# start of Selection
All numerical values above have been *DOUBLED* from thier original values after the 1.73 patch has been installed. I am not an expert at things like this but based on the fact I have got 4GB RAM, I gave this a try and and this maintained my FPS at more or less 60 FPS (allowing for a minute or so of lag after first loading the game up), regardless of how much action was going on, give or take a 5-10 framespersecond drop here and there. 

The last time I played Gothic 3, with the exact same rig as I have got now, I was having to put up with as low as 25-30 FPS in this town centre riot introduction to the game. I don't know how the hell they done it but this patch has worked wonders in that respect AND the graphics are actually a bit nicer than they were before AND they have totally fixed the faulty fighting system AND no doubt countless other bugs in the game also.


----------



## theorw (Oct 1, 2009)

I was trying to figure our what i should mod for greater distance and stuff...Ini file is different that the old gothic 3 but now u opened my eyes!
Thanks pal!!!!


----------



## theorw (Oct 2, 2009)

Well i didi what o described and the only thing i got was much much more loading during game...
I didnt nitice any graphical enhancement...
But i remember doing this on the older gothic 3 versions...Will try out tomorrow


----------



## Nailezs (Oct 2, 2009)

while i also loved gothic 1 and 2, 3 was a big let down for me. the quest log didnt give near enough detail, so that if u stopped playing for awhile to take a break, you would come back having no idea what the hell you were doing. also, some quests were just too vague to figure out, or you would goto the place indicated and nothing would be there. also, i never found anything to advance the main quest(finding xarbons tower or whatever his name was) tower. i eventually found it using cheats and just climbing mountains and crap, but i mean wtf?! 
yes, the combat system was screwy, and the game was buggy, but the crappy quests log and the horrible main quest was what really turned me off from this game. has any of that improved with this patch?


----------



## MatTheCat (Oct 2, 2009)
# end of Selection
# start of Recorded data
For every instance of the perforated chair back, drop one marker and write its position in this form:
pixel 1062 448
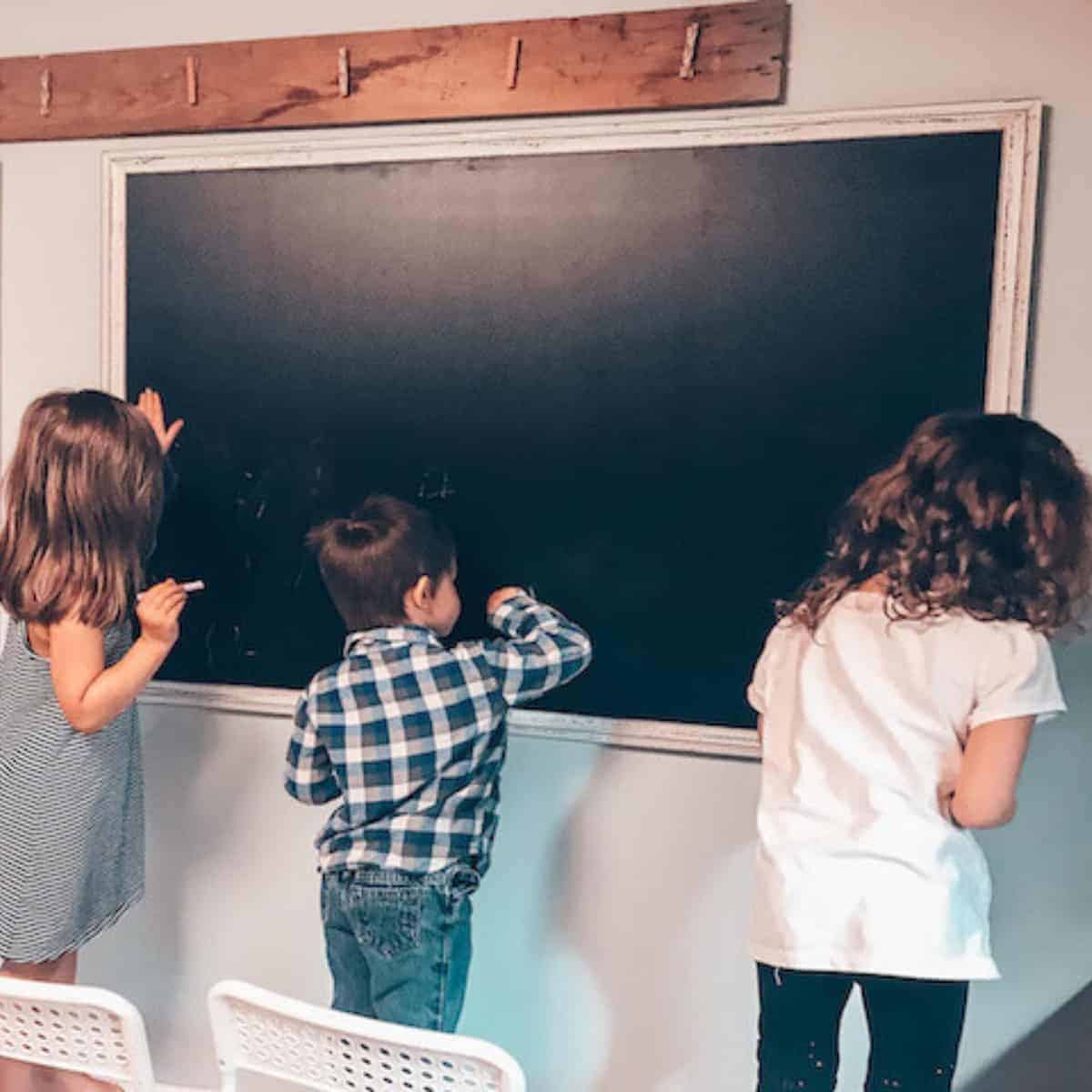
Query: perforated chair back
# end of Recorded data
◆ Work instructions ◆
Can you quote the whole Gothic 3 patch thread word for word? Work from the Gothic 3 patch thread alone and leave the material aside.

◆ Output for this exercise ◆
All numerical values above have been *DOUBLED* from thier original values after the 1.73 patch has been installed. I am not an expert at things like this but based on the fact I have got 4GB RAM, I gave this a try and and this maintained my FPS at more or less 60 FPS (allowing for a minute or so of lag after first loading the game up), regardless of how much action was going on, give or take a 5-10 framespersecond drop here and there. 

The last time I played Gothic 3, with the exact same rig as I have got now, I was having to put up with as low as 25-30 FPS in this town centre riot introduction to the game. I don't know how the hell they done it but this patch has worked wonders in that respect AND the graphics are actually a bit nicer than they were before AND they have totally fixed the faulty fighting system AND no doubt countless other bugs in the game also.


----------



## theorw (Oct 1, 2009)

I was trying to figure our what i should mod for greater distance and stuff...Ini file is different that the old gothic 3 but now u opened my eyes!
Thanks pal!!!!


----------



## theorw (Oct 2, 2009)

Well i didi what o described and the only thing i got was much much more loading during game...
I didnt nitice any graphical enhancement...
But i remember doing this on the older gothic 3 versions...Will try out tomorrow


----------



## Nailezs (Oct 2, 2009)

while i also loved gothic 1 and 2, 3 was a big let down for me. the quest log didnt give near enough detail, so that if u stopped playing for awhile to take a break, you would come back having no idea what the hell you were doing. also, some quests were just too vague to figure out, or you would goto the place indicated and nothing would be there. also, i never found anything to advance the main quest(finding xarbons tower or whatever his name was) tower. i eventually found it using cheats and just climbing mountains and crap, but i mean wtf?! 
yes, the combat system was screwy, and the game was buggy, but the crappy quests log and the horrible main quest was what really turned me off from this game. has any of that improved with this patch?


----------



## MatTheCat (Oct 2, 2009)